**Source records**
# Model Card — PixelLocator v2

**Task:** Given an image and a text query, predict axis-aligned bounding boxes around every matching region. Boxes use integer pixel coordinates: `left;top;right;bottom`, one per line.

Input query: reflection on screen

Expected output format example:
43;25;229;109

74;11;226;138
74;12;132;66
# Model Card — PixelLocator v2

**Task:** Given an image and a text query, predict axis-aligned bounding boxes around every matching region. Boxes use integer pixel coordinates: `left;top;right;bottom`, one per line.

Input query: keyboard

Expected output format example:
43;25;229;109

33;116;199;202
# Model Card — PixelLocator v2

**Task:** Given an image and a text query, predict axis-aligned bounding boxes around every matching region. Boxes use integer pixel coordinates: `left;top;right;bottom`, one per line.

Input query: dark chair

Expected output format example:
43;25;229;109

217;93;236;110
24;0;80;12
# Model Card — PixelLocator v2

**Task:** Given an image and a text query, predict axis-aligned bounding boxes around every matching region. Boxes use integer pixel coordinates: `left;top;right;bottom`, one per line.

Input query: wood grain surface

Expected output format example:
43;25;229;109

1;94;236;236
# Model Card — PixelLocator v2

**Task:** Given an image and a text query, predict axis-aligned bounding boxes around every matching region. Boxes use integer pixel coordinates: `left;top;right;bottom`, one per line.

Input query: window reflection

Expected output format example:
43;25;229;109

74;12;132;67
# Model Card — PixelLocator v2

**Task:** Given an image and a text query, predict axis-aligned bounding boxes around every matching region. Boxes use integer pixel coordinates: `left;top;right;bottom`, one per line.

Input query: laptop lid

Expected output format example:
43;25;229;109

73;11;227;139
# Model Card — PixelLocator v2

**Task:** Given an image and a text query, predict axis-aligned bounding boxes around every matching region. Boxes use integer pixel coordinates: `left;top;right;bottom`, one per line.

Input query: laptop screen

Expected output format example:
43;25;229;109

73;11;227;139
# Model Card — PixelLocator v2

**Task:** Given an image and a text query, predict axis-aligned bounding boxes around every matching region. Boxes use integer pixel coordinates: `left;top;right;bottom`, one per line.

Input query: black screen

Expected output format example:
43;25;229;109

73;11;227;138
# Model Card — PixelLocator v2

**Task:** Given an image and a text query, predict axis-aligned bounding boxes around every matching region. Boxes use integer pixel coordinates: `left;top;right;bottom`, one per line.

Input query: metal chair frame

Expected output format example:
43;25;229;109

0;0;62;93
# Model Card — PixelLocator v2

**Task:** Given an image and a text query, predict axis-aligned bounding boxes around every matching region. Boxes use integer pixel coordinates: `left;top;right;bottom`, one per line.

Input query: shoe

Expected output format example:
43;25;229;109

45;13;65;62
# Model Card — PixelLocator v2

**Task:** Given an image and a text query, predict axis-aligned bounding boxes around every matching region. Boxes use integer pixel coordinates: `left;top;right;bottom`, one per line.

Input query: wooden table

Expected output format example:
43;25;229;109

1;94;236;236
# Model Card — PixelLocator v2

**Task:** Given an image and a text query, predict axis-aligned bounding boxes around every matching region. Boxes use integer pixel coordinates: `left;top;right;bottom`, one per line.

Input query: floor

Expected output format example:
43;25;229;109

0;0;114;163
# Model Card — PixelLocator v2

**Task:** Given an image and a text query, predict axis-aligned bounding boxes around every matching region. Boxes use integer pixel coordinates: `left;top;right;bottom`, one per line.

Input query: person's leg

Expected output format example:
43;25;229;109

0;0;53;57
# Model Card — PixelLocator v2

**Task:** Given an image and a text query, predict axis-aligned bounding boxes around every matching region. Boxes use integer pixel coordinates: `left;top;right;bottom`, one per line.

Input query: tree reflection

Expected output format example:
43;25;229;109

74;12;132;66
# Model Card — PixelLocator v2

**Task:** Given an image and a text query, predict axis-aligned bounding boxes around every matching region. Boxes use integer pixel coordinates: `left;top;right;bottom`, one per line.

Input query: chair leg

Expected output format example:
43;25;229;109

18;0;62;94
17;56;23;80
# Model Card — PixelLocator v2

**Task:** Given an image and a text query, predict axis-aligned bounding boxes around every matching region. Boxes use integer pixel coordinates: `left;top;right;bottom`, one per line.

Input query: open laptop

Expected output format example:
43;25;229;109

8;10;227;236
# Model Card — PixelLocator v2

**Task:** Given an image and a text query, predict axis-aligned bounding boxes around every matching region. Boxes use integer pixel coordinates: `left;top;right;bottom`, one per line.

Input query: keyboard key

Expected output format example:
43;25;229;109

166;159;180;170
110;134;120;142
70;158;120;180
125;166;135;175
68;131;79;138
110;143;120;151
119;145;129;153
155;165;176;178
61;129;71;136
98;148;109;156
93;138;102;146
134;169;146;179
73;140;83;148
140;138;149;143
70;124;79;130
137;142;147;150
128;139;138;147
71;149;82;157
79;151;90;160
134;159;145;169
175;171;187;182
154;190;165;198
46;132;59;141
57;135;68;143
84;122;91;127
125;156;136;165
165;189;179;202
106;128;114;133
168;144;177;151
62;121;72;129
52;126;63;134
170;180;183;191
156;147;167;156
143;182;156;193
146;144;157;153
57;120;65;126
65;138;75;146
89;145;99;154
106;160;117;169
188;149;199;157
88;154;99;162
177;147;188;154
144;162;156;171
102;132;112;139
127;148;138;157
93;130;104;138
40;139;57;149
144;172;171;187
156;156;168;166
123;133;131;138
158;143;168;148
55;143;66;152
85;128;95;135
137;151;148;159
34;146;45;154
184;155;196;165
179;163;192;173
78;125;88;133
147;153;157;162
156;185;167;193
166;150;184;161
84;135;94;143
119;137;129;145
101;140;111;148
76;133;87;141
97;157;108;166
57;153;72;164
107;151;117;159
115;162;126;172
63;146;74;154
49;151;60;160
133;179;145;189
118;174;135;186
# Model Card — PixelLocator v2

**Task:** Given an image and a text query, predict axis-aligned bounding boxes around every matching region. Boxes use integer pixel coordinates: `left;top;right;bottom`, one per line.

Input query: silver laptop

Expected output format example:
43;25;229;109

**INSTRUCTIONS TO FOLLOW**
Write out the entries again from the start through the line that contains "33;116;199;202", requests included. Add -138 to every bounding box coordinate in the answers, and leave the requests and their format samples unchanged.

**TASK SOLUTION**
# Model Card — PixelLocator v2

**Task:** Given an image and a text query, predict axis-aligned bounding boxes around every matching region. Boxes use integer pixel coordinates: `left;top;right;bottom`, one per line.

Input query: reflection on screen

Expected output format example:
43;25;229;109

-64;-127;88;0
-64;-126;-6;-72
# Model Card — PixelLocator v2

**Task:** Given an image and a text query, predict axis-aligned bounding boxes around every matching region. Boxes use integer pixel coordinates: `left;top;right;bottom`, one per line.

Input query: keyboard

Expected output format example:
43;25;229;109

-105;-22;61;64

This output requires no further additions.